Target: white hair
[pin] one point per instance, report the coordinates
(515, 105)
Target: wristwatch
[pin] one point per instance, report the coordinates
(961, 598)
--------------------------------
◆ **Consegna**: Riscrivi tutte le righe qui sopra senza cambiare nulla.

◆ **Risposta**:
Target: white hair
[pin] one point per instance, report the coordinates
(515, 105)
Target: wristwatch
[pin] one point per instance, report the coordinates
(961, 598)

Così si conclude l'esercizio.